» **QUELLENAUSZUG**:
================

Museum mit Kombizange und Klapppfanne
Gegenüber vom Palast der schönen Künste feiert in Havanna das Revolutionsmuseum solche Dinge wie eine revolutionäre Kombizange oder die klappbare Pfanne, die Che Guevara einst benutzte, nachdem er sie den Yankees abgejagt hatte. Und natürlich, wie ein Heiligtum eingehaust, die Yacht „Granma“, mit der Fidel Castro und die Seinen auf Kuba anlegten, um die Fackel der Revolution zu entzünden.
Schräg über die Straße dann, am Paseo del Prado, ein mächtiger alter Palast, eindrucksvoll restauriert – hier sitzt seit 17 Jahren die „Escuela Nacional Cubana de Ballet“, die Ballett-Schmiede des Landes, die jedes Jahr 30 bis 40 neue Spitzen-Tänzerinnen und Tänzer hervorbringt, ein Ort der Schönheit und ein Ort der Hoffnung. Mit neun Jahren kommen die Jüngsten hierher, und das hier ist ihre Schule, in der sie, von Kopf bis Fuß in Schuluniformen gekleidet und ebenso lustig wie lautstark über die Flure lärmen wie Kinder auf der ganzen Welt und in den Klassenräumen dann auch Mathe, Geschichte und Politik lernen.

================

» **AUSZUFÜHRENDE AUFGABEN**:
a – Nenne alle Gegenstände, die laut dem Text über Havanna im Revolutionsmuseum ausgestellt sind.
b – Setze den Text über Havanna im Anschluss an seinen letzten Satz fort.
Die Zeilen stammen aus einer anderen Quelle als der Text über Havanna.

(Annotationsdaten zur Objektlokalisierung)
================

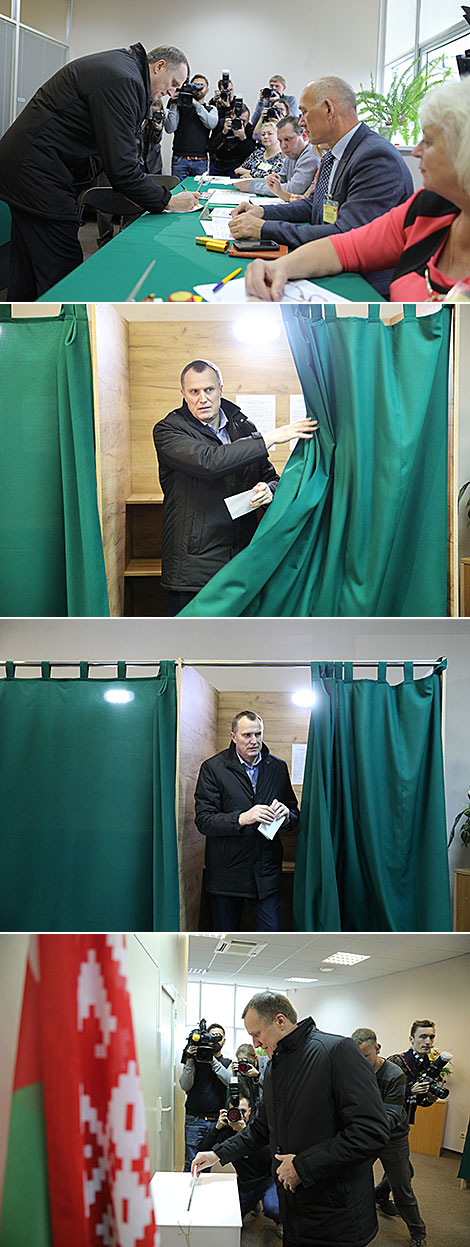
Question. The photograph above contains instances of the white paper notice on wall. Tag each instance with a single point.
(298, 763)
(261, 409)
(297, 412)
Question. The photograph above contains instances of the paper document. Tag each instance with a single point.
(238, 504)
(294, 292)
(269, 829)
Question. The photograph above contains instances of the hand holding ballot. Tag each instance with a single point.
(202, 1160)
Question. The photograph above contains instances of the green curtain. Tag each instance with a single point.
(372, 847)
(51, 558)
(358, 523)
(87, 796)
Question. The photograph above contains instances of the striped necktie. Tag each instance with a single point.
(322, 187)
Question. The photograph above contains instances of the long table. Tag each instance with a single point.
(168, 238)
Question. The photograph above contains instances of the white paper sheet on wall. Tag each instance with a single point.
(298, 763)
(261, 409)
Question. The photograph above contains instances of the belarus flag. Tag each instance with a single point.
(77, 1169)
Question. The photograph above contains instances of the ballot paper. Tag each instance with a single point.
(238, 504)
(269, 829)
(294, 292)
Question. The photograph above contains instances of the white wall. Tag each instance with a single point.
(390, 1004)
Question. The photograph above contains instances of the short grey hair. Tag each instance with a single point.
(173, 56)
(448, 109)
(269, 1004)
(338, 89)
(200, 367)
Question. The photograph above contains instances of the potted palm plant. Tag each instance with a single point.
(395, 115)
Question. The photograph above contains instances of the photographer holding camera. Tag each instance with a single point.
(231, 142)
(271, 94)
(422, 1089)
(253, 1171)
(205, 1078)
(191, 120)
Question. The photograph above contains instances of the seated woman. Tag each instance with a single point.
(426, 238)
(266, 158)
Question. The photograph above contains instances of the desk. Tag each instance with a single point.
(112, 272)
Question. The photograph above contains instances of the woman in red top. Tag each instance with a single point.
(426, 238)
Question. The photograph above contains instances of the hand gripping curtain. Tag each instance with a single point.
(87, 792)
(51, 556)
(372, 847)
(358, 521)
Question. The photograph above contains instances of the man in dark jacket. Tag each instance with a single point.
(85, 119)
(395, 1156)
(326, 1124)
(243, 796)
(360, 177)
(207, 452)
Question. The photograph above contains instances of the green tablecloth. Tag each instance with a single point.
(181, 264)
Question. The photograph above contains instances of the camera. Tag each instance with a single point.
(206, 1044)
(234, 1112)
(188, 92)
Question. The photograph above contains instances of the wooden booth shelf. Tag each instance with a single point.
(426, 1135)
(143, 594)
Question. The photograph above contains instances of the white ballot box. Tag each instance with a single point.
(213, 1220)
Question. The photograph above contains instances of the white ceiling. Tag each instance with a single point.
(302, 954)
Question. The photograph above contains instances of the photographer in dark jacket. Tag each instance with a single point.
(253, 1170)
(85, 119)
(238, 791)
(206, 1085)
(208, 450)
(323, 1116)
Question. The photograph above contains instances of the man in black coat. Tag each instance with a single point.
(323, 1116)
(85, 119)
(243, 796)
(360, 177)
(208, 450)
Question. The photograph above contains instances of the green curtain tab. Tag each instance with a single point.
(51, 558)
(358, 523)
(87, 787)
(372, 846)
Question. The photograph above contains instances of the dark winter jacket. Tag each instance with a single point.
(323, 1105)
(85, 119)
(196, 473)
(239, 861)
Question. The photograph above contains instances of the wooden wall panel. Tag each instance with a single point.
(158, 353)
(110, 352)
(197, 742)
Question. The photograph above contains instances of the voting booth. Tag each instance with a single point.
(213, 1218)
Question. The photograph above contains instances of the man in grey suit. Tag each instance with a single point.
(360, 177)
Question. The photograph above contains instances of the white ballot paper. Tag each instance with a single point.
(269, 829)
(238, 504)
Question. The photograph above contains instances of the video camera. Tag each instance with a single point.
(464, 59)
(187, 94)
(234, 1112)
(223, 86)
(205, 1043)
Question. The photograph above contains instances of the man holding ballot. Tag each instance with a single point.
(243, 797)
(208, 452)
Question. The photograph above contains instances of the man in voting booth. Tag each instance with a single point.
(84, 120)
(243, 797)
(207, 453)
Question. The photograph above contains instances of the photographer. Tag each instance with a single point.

================

» **LÖSUNGEN DER AUFGABEN**:
a –
- eine revolutionäre Kombizange
- die klappbare Pfanne, die Che Guevara einst benutzte
- die Yacht „Granma“

b –
Noch älter als die Revolution
Aber sie sind hier, weil sie Tanz-Talent haben, und diese Hochschule, die noch älter ist als die Revolution, ist eine Kaderschmiede der geschmeidigen Art. In einem Saal im Parterre herrscht ordentlicher Lärm, George Michael dröhnt aus den Lautsprechern, wenn nicht gerade Straßenlärm und -geschwätz gemeinsam mit tropisch feuchter Warmluft durch die raumhohen Fensteröffnungen dringt, die notdürftig abgedichtet sind gegen neugierige Blicke von außen.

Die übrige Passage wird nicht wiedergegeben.